### What to do:
Read the data below. Then repeat all of it exactly.
--------------------------------------------------
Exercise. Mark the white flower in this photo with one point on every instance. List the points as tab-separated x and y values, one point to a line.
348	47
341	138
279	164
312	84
--------------------------------------------------
### Output for this task:
Exercise. Mark the white flower in this photo with one point on every instance. List the points as tab-separated x and y values, one point to a line.
348	47
341	138
279	164
312	84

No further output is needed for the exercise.